Render the records below as a Markdown table with the columns Row and Line, numbering each line and leaving out blank lines. Omit the pictures.

:: Items

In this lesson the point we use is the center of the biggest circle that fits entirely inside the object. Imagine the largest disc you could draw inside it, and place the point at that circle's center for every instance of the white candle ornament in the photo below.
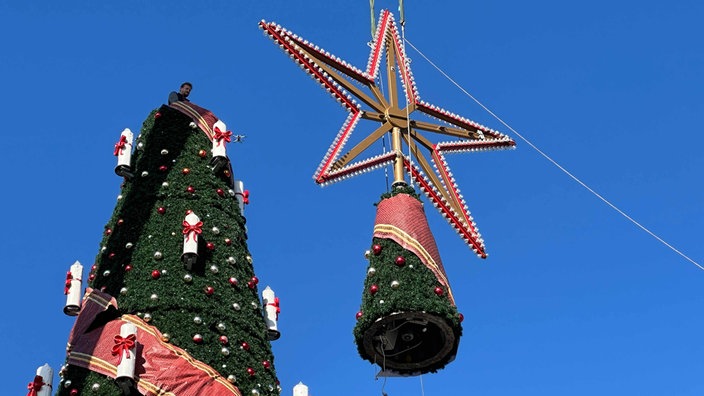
(72, 289)
(126, 347)
(123, 152)
(192, 226)
(271, 310)
(241, 194)
(220, 138)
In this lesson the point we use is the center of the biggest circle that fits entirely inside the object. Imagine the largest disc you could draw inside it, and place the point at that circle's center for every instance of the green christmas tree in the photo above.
(408, 323)
(199, 317)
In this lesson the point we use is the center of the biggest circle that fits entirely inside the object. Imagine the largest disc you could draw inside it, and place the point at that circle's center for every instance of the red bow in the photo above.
(188, 228)
(123, 344)
(35, 386)
(220, 136)
(67, 285)
(277, 306)
(120, 146)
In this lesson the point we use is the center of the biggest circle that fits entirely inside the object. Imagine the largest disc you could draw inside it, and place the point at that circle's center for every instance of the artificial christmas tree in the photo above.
(172, 293)
(408, 323)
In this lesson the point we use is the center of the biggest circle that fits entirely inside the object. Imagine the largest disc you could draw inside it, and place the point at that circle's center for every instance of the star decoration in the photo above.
(343, 82)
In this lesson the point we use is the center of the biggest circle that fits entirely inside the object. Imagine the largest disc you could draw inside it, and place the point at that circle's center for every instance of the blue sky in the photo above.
(573, 298)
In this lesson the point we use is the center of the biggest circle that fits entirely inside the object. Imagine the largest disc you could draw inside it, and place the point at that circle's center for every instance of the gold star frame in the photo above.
(343, 82)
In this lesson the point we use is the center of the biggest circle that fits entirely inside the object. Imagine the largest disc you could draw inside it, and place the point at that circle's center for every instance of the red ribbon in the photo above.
(188, 228)
(220, 136)
(67, 285)
(35, 386)
(277, 306)
(123, 344)
(120, 146)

::::

Correct output:
| Row | Line |
|---|---|
| 1 | In this lesson the point we use is the center of the biggest circle that fits entirely inside the object. Imagine the largest disc you could draw inside it, and place the point at that circle's center for every instance of the white candle ornament in the photo below. |
| 2 | (72, 289) |
| 3 | (126, 347) |
| 4 | (123, 152) |
| 5 | (192, 226) |
| 6 | (271, 310) |
| 7 | (241, 194) |
| 8 | (220, 138) |
| 9 | In this lesson the point we use is the center of the biggest circle that fits entirely inside the object. Imagine the largest disc you could draw inside it, and place the point at that circle's center for every instance of the green christmas tree in the photo above. |
| 10 | (408, 323) |
| 11 | (199, 317) |
| 12 | In this lesson the point we use is the center of the biggest circle that fits entirely inside the object. Imagine the largest disc you could draw inside it, and place the point at that circle's center for every instance of the red bow in the photo above. |
| 13 | (188, 228) |
| 14 | (123, 344) |
| 15 | (35, 386) |
| 16 | (220, 136) |
| 17 | (67, 285) |
| 18 | (277, 306) |
| 19 | (120, 146) |
| 20 | In this lesson the point we use is the center of the biggest circle that fits entirely inside the object. Imagine the largest disc you could draw inside it, and place the point at that circle's center for every instance of the artificial christmas tree in the photo above. |
| 21 | (172, 293) |
| 22 | (408, 323) |
| 23 | In this lesson the point we use is the center of the biggest circle that fits entirely inside the object. Imagine the largest disc you could draw inside it, and place the point at that circle's center for every instance of the star decoration in the photo above. |
| 24 | (343, 82) |
| 25 | In this lesson the point we use is the center of the biggest circle that fits entirely inside the object. Imagine the largest disc you could draw inside it, and place the point at that circle's center for every instance of the blue sky in the photo above. |
| 26 | (573, 298) |
| 27 | In this lesson the point we use is the center of the biggest circle that fits entirely inside the object. Imagine the largest disc you could draw inside it, and place the point at that circle's center for every instance of the gold star frame in the photo above. |
| 28 | (343, 82) |
| 29 | In this lesson the point we use is the center of the biggest circle that fits entirely inside the object. Imagine the largest disc you could draw inside it, and place the point at that circle's center for every instance of the red ribbon in the photo above. |
| 30 | (188, 228) |
| 31 | (220, 136) |
| 32 | (67, 285) |
| 33 | (35, 386) |
| 34 | (277, 306) |
| 35 | (123, 344) |
| 36 | (120, 146) |